>> START
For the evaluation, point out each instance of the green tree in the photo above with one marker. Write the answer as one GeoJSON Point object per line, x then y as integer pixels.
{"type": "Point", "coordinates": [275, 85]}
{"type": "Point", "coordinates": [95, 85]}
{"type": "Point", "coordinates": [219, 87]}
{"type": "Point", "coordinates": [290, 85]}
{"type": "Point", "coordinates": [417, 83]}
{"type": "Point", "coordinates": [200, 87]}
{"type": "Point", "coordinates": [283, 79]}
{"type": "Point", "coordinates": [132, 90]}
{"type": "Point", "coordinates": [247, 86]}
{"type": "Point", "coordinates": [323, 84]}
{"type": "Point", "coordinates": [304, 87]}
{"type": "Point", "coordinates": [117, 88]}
>> END
> Written task
Repeat the rows above with "marker" switched to "dot" and everything else left unchanged.

> Answer to the exercise
For the evaluation, point out each instance of the green tree in the photo above with one dot. Write the answer as one GeoJSON Point object per line, x then y as integer pixels.
{"type": "Point", "coordinates": [275, 85]}
{"type": "Point", "coordinates": [95, 85]}
{"type": "Point", "coordinates": [219, 87]}
{"type": "Point", "coordinates": [290, 85]}
{"type": "Point", "coordinates": [417, 83]}
{"type": "Point", "coordinates": [200, 87]}
{"type": "Point", "coordinates": [283, 79]}
{"type": "Point", "coordinates": [132, 90]}
{"type": "Point", "coordinates": [247, 86]}
{"type": "Point", "coordinates": [323, 84]}
{"type": "Point", "coordinates": [304, 87]}
{"type": "Point", "coordinates": [117, 88]}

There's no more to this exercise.